## STATED GOAL:
How many lines in the records below contain the word "path"? Reply with the number alone.

## MATERIAL SHOWN:
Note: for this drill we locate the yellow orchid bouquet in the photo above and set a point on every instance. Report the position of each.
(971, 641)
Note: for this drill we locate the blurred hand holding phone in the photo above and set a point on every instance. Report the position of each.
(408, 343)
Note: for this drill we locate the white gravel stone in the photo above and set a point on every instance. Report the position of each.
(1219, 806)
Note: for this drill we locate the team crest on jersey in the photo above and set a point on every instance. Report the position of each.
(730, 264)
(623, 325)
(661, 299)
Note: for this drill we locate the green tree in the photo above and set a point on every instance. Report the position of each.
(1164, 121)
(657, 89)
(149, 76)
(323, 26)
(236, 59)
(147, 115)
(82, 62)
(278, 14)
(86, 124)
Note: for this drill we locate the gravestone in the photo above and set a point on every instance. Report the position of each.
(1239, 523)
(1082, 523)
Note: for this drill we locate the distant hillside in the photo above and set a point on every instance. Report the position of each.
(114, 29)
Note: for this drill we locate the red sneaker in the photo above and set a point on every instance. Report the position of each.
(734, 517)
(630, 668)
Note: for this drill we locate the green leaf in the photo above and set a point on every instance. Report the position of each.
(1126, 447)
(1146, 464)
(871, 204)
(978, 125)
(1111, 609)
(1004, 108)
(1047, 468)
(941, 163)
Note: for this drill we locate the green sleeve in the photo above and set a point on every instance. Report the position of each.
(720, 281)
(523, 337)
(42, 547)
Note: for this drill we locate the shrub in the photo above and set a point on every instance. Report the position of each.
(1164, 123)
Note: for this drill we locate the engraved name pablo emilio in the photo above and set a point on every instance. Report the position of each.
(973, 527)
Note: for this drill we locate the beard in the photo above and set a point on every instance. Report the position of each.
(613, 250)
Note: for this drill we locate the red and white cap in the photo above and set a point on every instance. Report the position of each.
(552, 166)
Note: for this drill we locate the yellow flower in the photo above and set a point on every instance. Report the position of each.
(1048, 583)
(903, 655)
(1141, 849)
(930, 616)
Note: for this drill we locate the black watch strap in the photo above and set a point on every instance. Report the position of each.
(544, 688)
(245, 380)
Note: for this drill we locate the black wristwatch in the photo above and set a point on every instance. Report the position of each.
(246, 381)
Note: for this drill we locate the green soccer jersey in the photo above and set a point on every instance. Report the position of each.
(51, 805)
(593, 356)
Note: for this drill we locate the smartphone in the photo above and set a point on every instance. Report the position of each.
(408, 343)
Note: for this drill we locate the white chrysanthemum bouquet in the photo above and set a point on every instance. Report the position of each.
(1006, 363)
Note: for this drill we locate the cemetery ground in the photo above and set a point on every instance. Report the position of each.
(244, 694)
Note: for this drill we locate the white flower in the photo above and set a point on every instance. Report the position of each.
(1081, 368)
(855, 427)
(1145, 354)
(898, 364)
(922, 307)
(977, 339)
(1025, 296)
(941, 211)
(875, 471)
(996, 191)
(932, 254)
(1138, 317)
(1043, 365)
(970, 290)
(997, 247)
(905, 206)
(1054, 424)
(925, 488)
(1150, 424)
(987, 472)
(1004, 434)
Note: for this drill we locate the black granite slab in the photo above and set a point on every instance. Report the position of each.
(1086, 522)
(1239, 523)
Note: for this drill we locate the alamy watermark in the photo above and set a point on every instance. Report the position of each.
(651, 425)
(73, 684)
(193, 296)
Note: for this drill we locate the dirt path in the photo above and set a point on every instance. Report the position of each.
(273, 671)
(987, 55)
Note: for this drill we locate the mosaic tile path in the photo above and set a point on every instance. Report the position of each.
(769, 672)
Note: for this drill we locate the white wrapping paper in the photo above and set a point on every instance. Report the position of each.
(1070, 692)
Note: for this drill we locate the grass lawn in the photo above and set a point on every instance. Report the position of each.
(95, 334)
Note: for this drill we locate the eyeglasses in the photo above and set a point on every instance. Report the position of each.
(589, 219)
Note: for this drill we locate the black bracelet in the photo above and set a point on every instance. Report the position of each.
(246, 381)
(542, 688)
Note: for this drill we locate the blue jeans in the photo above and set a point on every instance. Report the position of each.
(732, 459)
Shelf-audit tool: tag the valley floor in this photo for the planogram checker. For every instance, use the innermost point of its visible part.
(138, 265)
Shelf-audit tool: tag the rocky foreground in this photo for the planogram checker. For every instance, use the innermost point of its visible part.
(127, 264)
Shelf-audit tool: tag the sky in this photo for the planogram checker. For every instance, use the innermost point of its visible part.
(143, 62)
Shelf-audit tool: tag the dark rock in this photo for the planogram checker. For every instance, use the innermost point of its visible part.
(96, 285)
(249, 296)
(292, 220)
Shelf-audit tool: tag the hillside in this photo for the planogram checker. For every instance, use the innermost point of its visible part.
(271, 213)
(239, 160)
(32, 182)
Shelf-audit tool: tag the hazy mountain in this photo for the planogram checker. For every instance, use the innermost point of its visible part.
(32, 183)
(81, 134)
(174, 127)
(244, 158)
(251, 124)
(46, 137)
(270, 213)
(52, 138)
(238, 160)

--

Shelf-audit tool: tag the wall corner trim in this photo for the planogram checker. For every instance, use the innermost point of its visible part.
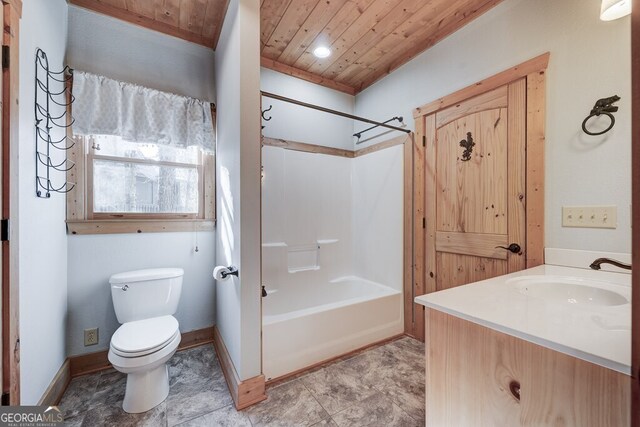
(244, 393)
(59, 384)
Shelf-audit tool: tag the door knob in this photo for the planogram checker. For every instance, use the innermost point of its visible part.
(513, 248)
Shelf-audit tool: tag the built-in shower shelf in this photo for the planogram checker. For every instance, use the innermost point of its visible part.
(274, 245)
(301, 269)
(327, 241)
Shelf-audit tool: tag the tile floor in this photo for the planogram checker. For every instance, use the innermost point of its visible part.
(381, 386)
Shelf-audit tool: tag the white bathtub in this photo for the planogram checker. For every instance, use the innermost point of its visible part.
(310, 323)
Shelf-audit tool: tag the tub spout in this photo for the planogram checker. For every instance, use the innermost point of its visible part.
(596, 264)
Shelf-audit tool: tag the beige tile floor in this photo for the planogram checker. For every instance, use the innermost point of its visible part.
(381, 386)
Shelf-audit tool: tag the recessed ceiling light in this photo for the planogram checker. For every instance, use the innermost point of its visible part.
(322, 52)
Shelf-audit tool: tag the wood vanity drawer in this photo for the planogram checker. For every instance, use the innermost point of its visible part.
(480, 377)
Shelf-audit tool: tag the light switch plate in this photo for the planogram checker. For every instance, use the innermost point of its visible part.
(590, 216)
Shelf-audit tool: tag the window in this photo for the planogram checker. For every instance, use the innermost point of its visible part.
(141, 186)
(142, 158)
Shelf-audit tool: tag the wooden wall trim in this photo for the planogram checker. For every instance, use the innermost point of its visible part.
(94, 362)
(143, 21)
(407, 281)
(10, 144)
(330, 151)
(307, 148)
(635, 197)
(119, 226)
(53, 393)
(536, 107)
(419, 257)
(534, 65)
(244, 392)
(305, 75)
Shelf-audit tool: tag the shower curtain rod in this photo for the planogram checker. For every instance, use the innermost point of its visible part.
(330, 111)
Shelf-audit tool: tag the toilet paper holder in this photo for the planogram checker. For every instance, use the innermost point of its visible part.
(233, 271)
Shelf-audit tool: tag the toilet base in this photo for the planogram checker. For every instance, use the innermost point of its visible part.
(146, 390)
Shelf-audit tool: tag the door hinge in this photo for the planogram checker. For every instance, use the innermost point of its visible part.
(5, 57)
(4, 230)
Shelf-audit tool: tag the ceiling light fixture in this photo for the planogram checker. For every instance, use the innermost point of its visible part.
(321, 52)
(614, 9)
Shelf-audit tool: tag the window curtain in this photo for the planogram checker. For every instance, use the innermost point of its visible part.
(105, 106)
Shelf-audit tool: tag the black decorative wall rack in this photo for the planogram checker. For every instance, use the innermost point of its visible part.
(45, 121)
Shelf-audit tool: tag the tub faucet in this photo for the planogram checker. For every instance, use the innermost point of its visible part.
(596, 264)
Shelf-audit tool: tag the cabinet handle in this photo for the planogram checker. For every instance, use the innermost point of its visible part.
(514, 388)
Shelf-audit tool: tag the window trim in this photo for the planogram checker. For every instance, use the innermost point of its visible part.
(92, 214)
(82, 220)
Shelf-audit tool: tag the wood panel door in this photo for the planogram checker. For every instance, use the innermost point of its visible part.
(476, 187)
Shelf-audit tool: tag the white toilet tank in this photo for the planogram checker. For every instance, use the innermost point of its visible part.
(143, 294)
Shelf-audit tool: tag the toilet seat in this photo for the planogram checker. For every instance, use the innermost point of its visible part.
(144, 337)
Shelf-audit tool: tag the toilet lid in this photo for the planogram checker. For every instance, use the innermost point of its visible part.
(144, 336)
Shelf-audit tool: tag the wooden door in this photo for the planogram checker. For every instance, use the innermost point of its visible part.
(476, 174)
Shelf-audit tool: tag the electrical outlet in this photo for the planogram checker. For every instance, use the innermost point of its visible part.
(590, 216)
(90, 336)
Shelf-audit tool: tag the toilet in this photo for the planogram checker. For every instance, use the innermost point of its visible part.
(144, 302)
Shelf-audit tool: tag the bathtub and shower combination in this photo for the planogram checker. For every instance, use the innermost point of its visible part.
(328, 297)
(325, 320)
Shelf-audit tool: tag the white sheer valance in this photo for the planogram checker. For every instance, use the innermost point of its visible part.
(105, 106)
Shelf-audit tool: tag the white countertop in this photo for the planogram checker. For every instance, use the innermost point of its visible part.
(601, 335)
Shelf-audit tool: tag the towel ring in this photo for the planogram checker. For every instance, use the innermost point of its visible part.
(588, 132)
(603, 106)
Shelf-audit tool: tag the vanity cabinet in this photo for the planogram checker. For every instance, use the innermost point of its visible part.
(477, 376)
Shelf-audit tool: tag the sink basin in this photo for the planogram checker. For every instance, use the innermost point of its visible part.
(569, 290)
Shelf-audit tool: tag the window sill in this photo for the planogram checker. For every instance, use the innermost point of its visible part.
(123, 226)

## TASK OUTPUT:
2